In the waning days of the legislative session, the House and Senate placed a constitutional amendment on the 2016 ballot proposing to take the power of legislative paychecks out of lawmakers’ hands and give it to an appointed bipartisan panel.
“Nothing has a more direct benefit to ourselves than our own pay,” said Sen. Kent Eken, DFL-Twin Valley. “There is a glaring conflict of interest.”
If voters approve the ballot measure in three years, Minnesota legislators will join four other states in completely giving up the power of the purse when it comes to their pay. Another dozen states, like Minnesota, have a commission that recommends pay but require further action before those recommendations become law.
In Minnesota, the commission has recommended increases, but, given the difficult politics of raising their own pay, legislators have left their salaries stagnant since 1999. They now earn $31,500 a year, plus expense payments that can almost double that.
Senate Majority Leader Tom Bakk, DFL-Cook, pushed the Legislature to change that. On a narrow vote, the Senate approved increasing pay to $42,000 by 2015. Proponents say that the low salary makes it increasingly hard to recruit candidates to serve in the Legislature.
But, despite support from Gov. Mark Dayton to push lawmakers’ pay even higher, the DFL-controlled House never followed suit.
Instead, the Legislature approved the constitutional amendment. The idea has had bipartisan support in the Senate, but in the House, it drew backing only from Democrats and opposition from Democrats and Republicans.
“I think it is a bad idea during tough economic times for lawmakers to vote for a pay raise for themselves or, even worse, to defer it to an elected group,” said Rep. Kurt Zellers, R-Maple Grove.
The ballot question
The question, which does not require gubernatorial approval to be placed on the ballot, will ask voters: “Shall the Minnesota Constitution be amended to remove legislators’ ability to set their own salaries, and instead establish an independent, citizens-only council to prescribe salaries for legislators?”
⁂
* [Prompt 1] According to the article on Minnesota legislative pay, since what year have legislators' salaries stayed the same?
* [Prompt 2] Write the next part of the article on Minnesota legislative pay, picking up after its last sentence.

* [Dataset extract]
⁂
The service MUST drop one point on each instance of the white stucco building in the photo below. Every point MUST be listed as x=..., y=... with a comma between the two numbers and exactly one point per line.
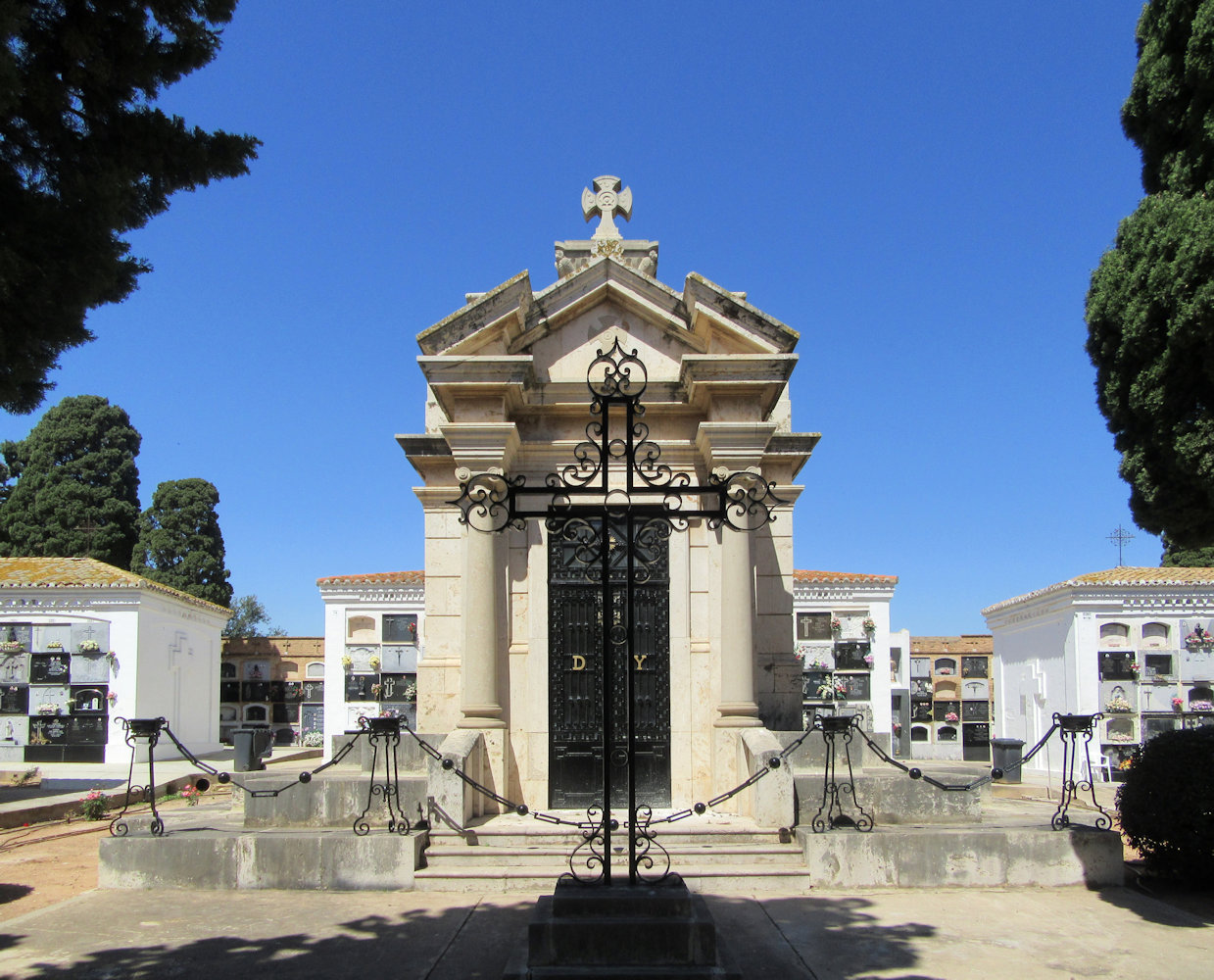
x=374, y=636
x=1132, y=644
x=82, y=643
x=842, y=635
⁂
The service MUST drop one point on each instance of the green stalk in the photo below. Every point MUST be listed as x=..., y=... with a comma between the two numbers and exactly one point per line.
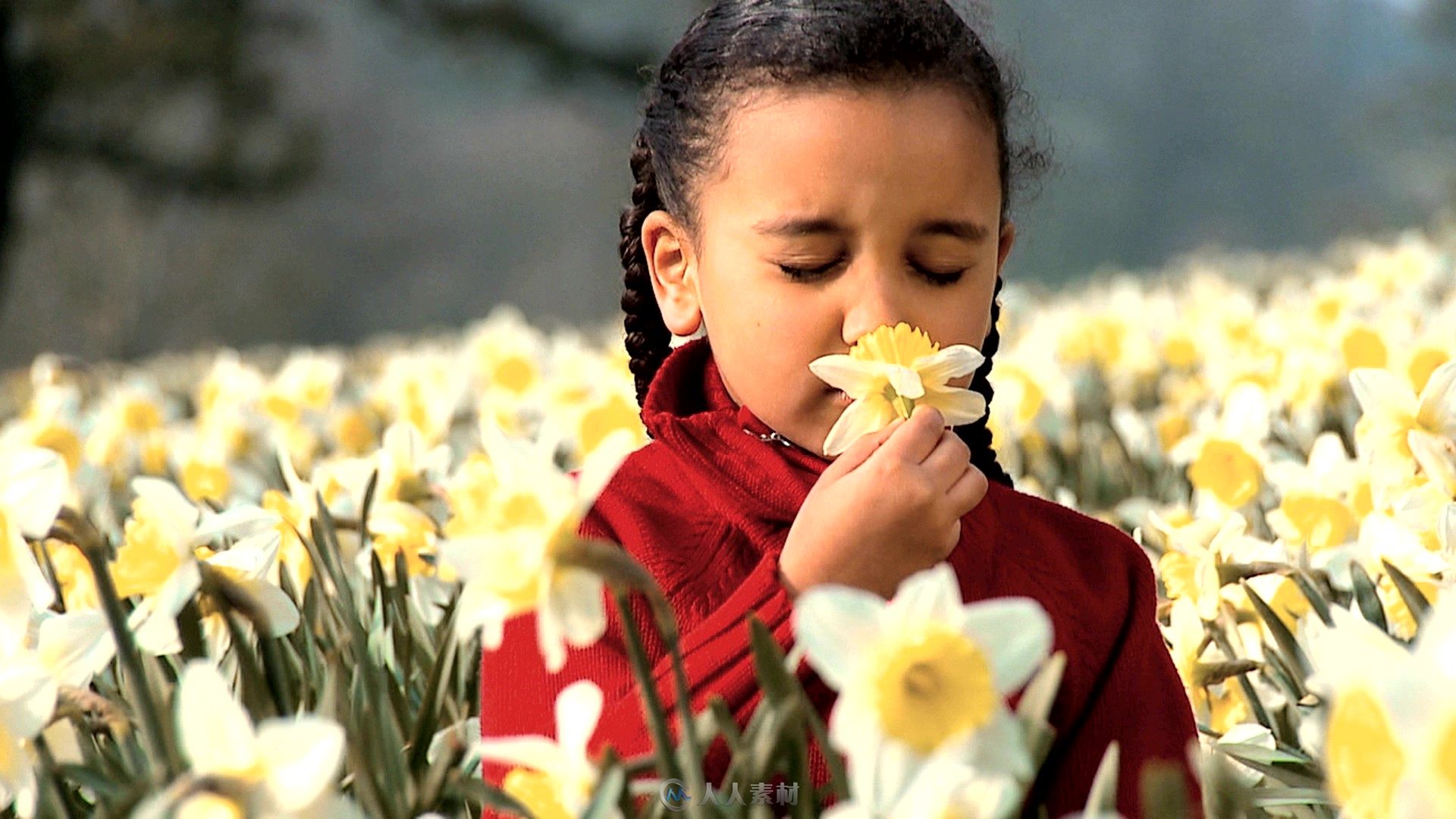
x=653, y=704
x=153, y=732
⁂
* [Written answer 1] Since 1999.

* [Written answer 2]
Legislators, former legislators, lobbyists and former lobbyists would be barred from serving on the council. Members would be picked by the governor and the chief justice of the Minnesota Supreme Court and would come from all congressional districts. The council would have equal membership from Republicans and Democrats.
In three states that have similar councils, legislative pay is higher than it is in Minnesota.
In California, one of the three, lawmakers make $90,000 a year, plus $141 a day for each day they are in session. With tough economic times, California’s council decreased lawmakers’ pay recently.
The Washington state council has frozen legislative pay at $42,000 a year since 2008. Oklahoma lawmakers make $38,400 a year, plus $147 a day for expenses.
In Idaho, which also has an outside commission with power over pay, legislators make less than their Minnesota counterparts. Their salary is $16,400, plus $122 a day for lodging and more for travel, according to the National Council on State Legislatures.
Morgan Cullen, of the National Council, said he does not know of any state that has seen litigation to stop the independent councils from spending state money.
“This is the right direction to go,” said Sen. Paul Gazelka, R-Nisswa. “The people are going to decide.”